### 短い演習 1
以下の記録から、文字列「paved」を含む行をすべて抜き出して示してください。大文字と小文字は区別します。

### 出典文書
☆ ☆ ☆ ☆ ☆ ☆ ☆

「長期保有は投資王道」と語られることが多い株式投資の世界。その中でも、ウォーレン・バフェット氏は「我々のお気に入りの保有期間は永遠だ1」という名言を残し、長期投資の象徴的存在として広く知られている。
たが、長期保有した銘柄でもいずれは利確しなくてはいけない。バフェット氏が率いるパークシャー・ハザウエィ社も保有期間が永遠という訳でもなく、最近のアップル社を筆頭に数多くの株式を利確している。
この記事では、バフェット氏がどのタイミングで長期保有株を売却したのかを分析し、長期保有株の売り時を考えていきたい。
現在進行形:売却タイミングを計っているバフェット氏
長期投資家は「何も考えずに市場にお金をさらし続ける」のが得策とされているが、バフェット氏は売り時に関して、明確にタイミングを計っている。最近、注目されているのが、長期保有していたアップルとバンク・オブ・アメリカというポートフォリオで1位、2位の保有額を占める銘柄をこのタイミングで利確した。
アップル社の利確
アップルは、2016年に初めて取得された。バフェットがアップル株を始めて取得した時の、アップル社のPER(株価収益率)は約10倍だ。これが、現在約40倍までなっている。つまり、高すぎるアップル株のPERを、アップル社への市場の過熱感と捉え割高=売り時と考えたのだろう。
ウォーレン・バフェット氏は、2024年1月から9月までの時期にアップル株を約3分の1に減らし、それに伴い手元資金が過去最高になったとしている2。
また、アップル株の高騰=投資の大成功に伴い、最大でポートフォリオの4割程度がアップル株となっていた。1つの銘柄への依存は危険ということから、ポートフォリオのリバランスという狙いもあるだろう。
バンク・オブ・アメリカの利確
バンク・オブ・アメリカ(Bank of America)は2011年に取得された。その頃はリーマンショックによる影響でバンク・オブ・アメリカが苦しんでいた時期だ。その後、コロナ禍で株価が下がる中、買い増しを進めていた。その株を、2024年7月から年末までに約3分の1を売却している。

☆ ☆ ☆ ☆ ☆ ☆ ☆

### 短い演習 2
上にあるバフェット氏の長期保有株の売却に関する文章を、最後の文の後から書き進めてください。

### 提供資料
☆ ☆ ☆ ☆ ☆ ☆ ☆

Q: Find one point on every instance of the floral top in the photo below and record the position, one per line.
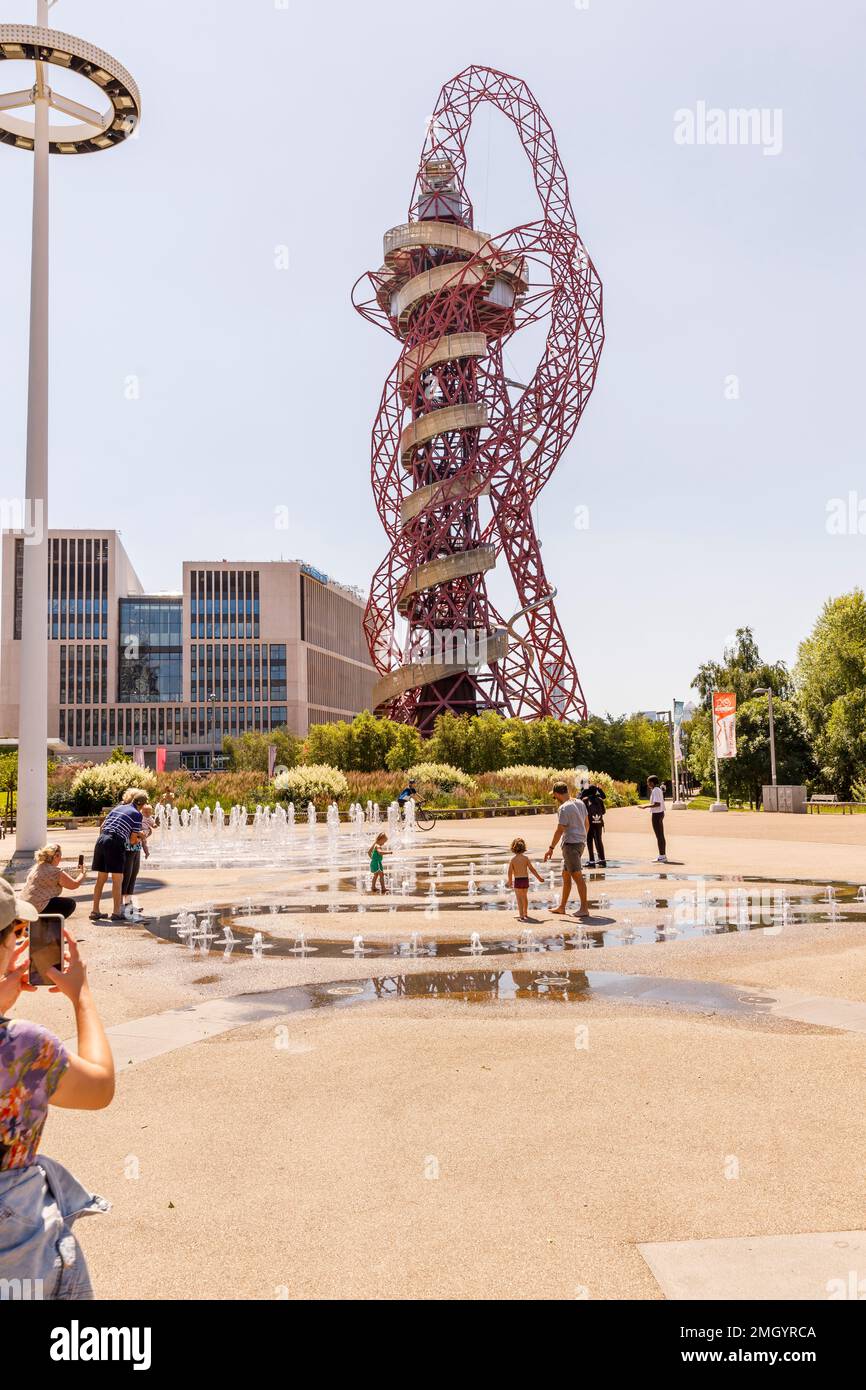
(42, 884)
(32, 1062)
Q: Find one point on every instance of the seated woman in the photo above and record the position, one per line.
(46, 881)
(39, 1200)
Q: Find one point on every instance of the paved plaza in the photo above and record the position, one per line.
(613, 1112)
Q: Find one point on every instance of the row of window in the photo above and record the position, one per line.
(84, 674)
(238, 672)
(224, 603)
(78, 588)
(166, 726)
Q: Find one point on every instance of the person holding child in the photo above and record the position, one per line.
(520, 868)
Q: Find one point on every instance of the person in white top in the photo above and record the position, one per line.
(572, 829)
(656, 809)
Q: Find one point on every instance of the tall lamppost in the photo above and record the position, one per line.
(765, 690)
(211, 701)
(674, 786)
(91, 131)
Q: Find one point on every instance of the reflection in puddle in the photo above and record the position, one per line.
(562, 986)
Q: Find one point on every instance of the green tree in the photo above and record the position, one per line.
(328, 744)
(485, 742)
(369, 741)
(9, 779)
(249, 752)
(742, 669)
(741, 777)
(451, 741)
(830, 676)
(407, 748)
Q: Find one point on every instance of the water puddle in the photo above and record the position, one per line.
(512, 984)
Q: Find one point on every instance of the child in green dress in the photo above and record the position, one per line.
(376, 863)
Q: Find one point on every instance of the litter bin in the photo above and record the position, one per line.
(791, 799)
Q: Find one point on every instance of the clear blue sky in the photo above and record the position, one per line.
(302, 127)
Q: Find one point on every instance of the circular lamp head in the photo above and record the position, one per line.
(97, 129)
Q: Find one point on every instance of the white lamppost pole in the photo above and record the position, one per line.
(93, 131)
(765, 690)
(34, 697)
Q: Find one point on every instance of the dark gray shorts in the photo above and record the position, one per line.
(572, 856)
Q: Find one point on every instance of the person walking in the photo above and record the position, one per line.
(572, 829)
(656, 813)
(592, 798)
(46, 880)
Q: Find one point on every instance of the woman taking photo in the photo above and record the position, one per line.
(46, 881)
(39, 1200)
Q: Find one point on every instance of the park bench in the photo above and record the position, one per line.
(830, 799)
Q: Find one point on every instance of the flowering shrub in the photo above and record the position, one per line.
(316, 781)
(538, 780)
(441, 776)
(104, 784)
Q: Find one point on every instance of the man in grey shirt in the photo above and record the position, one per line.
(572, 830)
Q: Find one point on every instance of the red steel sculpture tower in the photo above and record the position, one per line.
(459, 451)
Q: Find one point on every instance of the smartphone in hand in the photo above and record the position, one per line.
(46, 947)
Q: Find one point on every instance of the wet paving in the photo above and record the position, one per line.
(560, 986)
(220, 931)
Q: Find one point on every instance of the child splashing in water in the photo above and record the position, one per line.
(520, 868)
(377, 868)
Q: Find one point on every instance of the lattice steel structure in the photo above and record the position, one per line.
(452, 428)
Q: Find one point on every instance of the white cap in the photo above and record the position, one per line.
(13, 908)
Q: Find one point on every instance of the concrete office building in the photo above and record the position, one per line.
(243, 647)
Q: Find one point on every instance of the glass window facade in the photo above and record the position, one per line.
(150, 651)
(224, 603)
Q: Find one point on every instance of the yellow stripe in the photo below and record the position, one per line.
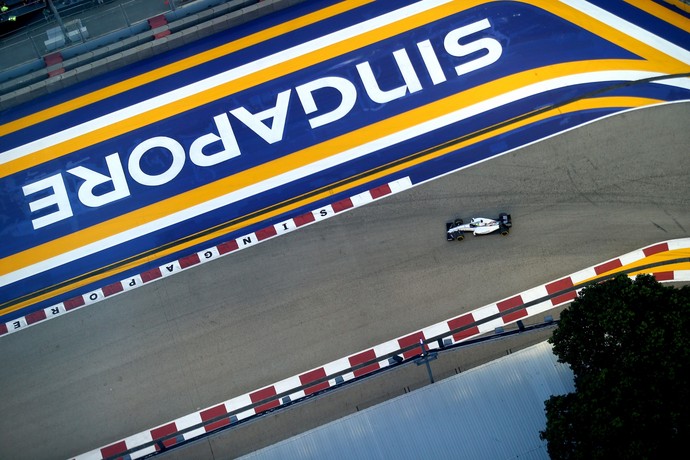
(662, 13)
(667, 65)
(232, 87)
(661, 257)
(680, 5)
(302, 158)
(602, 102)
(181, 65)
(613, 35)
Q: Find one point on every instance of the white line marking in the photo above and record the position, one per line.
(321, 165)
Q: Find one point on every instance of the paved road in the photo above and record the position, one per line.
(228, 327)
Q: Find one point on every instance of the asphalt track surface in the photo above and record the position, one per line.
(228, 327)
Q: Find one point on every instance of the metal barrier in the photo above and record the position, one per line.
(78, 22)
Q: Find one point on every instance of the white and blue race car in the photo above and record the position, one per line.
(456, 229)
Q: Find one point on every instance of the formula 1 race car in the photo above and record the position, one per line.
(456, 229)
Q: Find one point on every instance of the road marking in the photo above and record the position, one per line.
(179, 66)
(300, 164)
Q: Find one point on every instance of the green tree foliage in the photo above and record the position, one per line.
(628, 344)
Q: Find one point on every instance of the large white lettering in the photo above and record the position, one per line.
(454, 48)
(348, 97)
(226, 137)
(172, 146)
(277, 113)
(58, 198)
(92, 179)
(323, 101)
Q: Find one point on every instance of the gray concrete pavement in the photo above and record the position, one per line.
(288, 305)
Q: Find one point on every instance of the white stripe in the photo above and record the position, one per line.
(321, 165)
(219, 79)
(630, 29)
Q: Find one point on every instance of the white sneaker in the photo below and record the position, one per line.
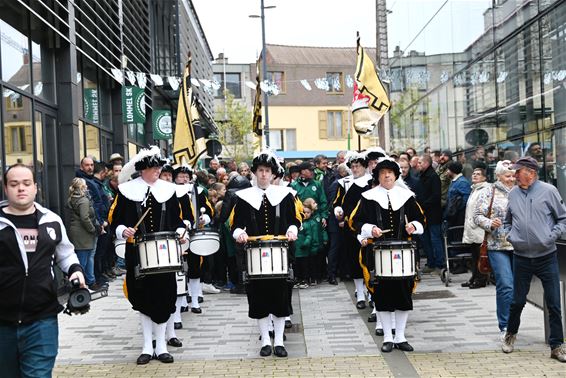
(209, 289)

☆ ☆ ☆ ☆ ☆ ☆ ☆

### 記述回答 1
Q: Find one point on every instance of the paved plaza in the photo above and record the position, one per line.
Q: Find one point on every instance of the paved road in the photo above and record the position, one per line.

### 記述回答 2
10年以上も保有していたわけであるが、現在の株価高騰が、金融市場全体のリスクが上がっているととらえ、その回避ために保有額を減らしているとされる。リスクオフの動きなのだろう。
これは、他の金融保有株のシティーグループやキャピタル・ワンなども売却を進めているからの推測だ。最近は、S&P 500のETFを全売却してこれも話題になっている。つまり、リスクオフ=これらの売却を進める一方で、得た資金で別の銘柄に投資するのではなく、現金同等物の保有を増やしているとされている。
2社の例を見たウォーレン・バフェット氏の利確タイミング
つまり、バフェット氏が長期保有株を放出するタイミングとしては、
アップル社の例:割高感とポートフォリオのリバランス
バンク・オブ・アメリカの例:個別銘柄の理由というよりも株式市場のメガトレンドに沿ってトレードしている
ということが見えてくる。
過去形:やはり売却タイミングを計っているバフェット氏
次の過去に長期保有して売却した有名銘柄は以下だ。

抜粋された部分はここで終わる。